§ PROMPT A
Modify the clustering text from "2. Request fullfillment" to "Admission Control." so that "degradation" is replaced by "reduction" throughout.
§ PROMPT B
Answer these questions about the clustering text.
(i) What email address is given for contact?
(ii) Which two DNS servers does the reliability example include?
(iii) Under admission control, what happens to new jobs when available resources are running low?

§ EXCERPT TO READ
.....
Various
Clustering Solutions
for commercial web related environments explored
Contact: sales@atlasindia.com
General
Requirements for fault tolerant, high availability systems with respect to the
web
in a mission critical application scenario.
1. Constant
Throughput - where the mean throughput variance is as low from the mean as
possible.
2. Request fullfillment times are approximately the same as under
average usage/load.
3. No Breakdown of service due to excessive or
unforecasted load.
4. System resource integrity even under high load
situations.
5. Under situations where degradation of service is inevitable, a
planned and systematic degradation response in possible.
6. System
Reliability and Scalability.
7. Some load balancing mechanism.
8.
Admission Control.
Term Definitions:
1. Load Balancing:
This is a term that refers to systematic redistribution of processing jobs and can be widely applied to any mechanism that distributes usage of a particular resource on a computing system. This can be hard disk usage, processor usage or any resource on a system.
In a web server scenario, it applies to the technique of routing user requests over a certain number of networked computers, so as to keep the average usage of any system's resource approximately the same withing that network that acts as a functional unit.
2. Scalability
If it is determined that the systems under a network operation are close to their peak capacities and that more system resources are required, scalable system architectures provide the facility to add more machines to the network, update certain configuration files and the additional system resources are added to the capacity of the network.
3. Reliability
Let's say there is a web server environment that consists of a certain number of frontend webservers, some backend servers and two DNS servers (primary and secondary).
The failure of any one of the frontend servers is detected by the other frontend servers and another frontend server assumes the responsibility for servicing all domains associated with the frontend server that failed.
Failure of the primary DNS is taken care by a connection to the secondary DNS server.
4. Admission Control
Many times web servers accept jobs that way beyond their capacity to handle in a reasonable amount of time. This leads to a disruption in the Quality of Service. Admission control aims to place an intelligent system of managing requests, where it is ensured that all jobs accepted for processing are completed in an acceptable period of time. When available resources are running low, new jobs are throttled. This is done by actively monitoring server resource usage and the main idea here is to complete jobs that have been accepted in a satisfactory period of time assuring a standardization of Quality of Service.
5. High Availability
A high availability
situation is when all of a network's resources are available for the maximum
amount of time.
Theoretically, the availability percentage can never be 100% but it the
endeavour is to bring this percentage of time as close to 100% as
possible.
Causes of downtimes
1. Physical
failures in system hardware and components.
2. Design flaws in the hardware
or software.
3. Human error during network administration and
operations.
4. Environmental problems such as power failures, natural
disasters.
5. Planned maintenance shutdowns.
"High Availability is an implied commitment that every organization, large or small, amkes when making it's first appearance on the Web. Anything less will mean lost customers and prospects."
.....
§ GIVEN DATA
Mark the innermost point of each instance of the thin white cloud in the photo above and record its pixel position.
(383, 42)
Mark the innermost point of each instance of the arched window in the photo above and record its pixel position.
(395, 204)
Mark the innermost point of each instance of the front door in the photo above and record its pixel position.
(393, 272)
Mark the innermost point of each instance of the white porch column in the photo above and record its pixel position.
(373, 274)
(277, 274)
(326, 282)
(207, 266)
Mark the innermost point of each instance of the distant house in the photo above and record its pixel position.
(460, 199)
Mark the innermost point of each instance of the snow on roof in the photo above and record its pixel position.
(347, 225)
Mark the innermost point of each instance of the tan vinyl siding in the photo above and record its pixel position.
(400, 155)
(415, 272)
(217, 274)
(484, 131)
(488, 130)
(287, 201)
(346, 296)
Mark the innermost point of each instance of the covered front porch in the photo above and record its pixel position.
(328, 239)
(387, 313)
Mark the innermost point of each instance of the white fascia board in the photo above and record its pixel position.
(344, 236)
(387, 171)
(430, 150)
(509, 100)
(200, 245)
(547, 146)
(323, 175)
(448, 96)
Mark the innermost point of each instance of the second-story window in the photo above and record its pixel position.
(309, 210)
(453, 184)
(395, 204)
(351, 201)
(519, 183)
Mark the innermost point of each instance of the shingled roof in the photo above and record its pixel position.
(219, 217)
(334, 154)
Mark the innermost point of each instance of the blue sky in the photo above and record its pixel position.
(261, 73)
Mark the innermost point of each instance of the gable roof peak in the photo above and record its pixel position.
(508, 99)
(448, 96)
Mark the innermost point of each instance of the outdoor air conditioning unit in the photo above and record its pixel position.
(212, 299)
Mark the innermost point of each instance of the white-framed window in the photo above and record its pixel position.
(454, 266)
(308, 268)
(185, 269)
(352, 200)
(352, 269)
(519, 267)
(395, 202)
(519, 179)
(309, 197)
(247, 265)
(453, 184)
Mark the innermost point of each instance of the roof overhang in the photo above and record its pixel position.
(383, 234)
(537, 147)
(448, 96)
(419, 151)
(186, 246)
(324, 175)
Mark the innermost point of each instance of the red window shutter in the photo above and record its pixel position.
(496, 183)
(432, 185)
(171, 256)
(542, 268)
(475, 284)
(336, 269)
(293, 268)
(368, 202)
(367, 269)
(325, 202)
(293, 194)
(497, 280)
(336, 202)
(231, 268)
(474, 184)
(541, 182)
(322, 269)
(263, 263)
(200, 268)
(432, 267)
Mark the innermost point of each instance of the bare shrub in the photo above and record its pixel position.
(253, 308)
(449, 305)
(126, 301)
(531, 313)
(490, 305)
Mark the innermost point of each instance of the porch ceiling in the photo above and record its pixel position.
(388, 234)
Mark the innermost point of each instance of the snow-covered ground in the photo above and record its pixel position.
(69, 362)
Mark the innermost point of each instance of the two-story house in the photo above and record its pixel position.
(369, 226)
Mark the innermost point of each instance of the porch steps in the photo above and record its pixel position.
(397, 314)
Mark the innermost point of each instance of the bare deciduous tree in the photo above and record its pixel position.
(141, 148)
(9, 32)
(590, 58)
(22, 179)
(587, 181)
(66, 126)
.....
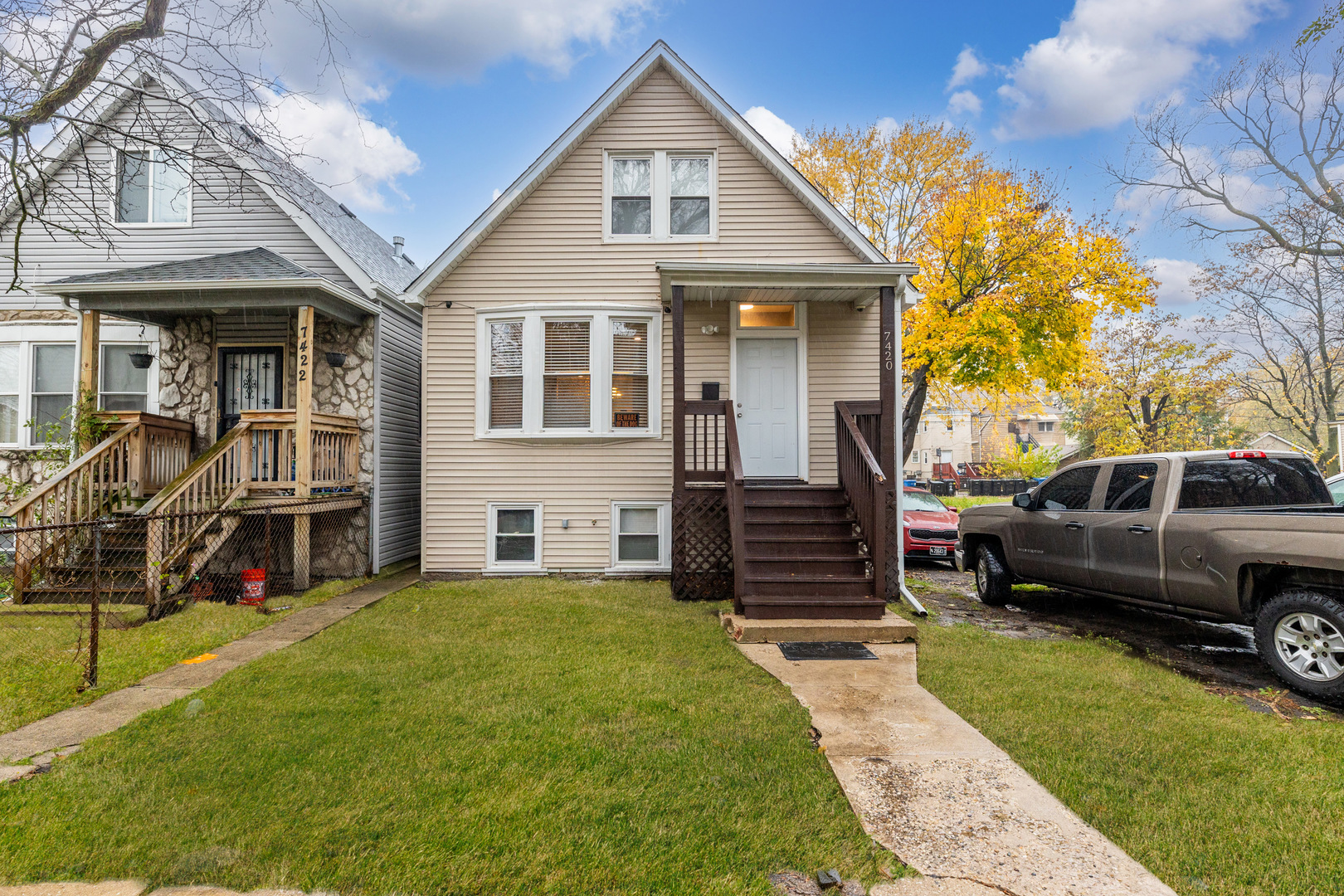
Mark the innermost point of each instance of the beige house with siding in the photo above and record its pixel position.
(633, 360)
.....
§ RESPONSE A
2. Request fullfillment times are approximately the same as under
average usage/load.
3. No Breakdown of service due to excessive or
unforecasted load.
4. System resource integrity even under high load
situations.
5. Under situations where reduction of service is inevitable, a
planned and systematic reduction response in possible.
6. System
Reliability and Scalability.
7. Some load balancing mechanism.
8.
Admission Control.

§ RESPONSE B
(i) sales@atlasindia.com
(ii) A primary and a secondary DNS server.
(iii) They are throttled.